### Short task
Pull out each line of the material that contains the string "brush" and list those lines in their original order.

### Data rows

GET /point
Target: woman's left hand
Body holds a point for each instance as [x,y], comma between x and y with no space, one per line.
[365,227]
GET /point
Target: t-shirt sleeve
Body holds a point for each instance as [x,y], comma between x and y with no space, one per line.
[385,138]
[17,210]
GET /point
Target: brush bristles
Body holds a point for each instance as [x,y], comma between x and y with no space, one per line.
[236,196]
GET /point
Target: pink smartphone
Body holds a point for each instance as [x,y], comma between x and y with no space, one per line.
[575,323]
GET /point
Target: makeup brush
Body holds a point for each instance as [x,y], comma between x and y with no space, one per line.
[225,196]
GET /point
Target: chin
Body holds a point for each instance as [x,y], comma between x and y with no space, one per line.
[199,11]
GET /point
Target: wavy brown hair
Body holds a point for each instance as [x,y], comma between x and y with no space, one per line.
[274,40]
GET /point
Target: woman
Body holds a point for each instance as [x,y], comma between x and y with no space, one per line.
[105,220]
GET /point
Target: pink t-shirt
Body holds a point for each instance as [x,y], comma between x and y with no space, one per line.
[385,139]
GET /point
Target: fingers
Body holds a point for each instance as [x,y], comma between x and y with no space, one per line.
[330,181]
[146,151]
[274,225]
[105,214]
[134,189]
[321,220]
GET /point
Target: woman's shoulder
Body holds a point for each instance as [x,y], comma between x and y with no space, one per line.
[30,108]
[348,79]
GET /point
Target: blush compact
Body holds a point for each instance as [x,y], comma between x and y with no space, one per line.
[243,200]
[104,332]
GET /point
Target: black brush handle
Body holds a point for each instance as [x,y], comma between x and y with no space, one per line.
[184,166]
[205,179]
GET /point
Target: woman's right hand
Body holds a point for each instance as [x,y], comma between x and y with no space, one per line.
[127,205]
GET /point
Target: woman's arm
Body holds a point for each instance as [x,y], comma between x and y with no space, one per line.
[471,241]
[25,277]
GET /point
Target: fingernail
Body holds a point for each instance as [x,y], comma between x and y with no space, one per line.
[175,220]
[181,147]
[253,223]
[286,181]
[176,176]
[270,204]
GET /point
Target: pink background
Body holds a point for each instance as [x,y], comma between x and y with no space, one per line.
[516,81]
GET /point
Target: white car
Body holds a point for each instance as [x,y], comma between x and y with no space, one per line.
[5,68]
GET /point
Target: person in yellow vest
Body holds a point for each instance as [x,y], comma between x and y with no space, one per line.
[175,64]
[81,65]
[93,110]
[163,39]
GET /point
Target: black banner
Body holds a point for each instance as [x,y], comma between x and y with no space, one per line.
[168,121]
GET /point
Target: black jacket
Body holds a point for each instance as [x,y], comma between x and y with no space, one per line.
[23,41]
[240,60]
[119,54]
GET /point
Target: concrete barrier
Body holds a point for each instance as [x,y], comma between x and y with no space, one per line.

### Solution to the exercise
Target: brush bristles
Target: makeup brush
Target: black brush handle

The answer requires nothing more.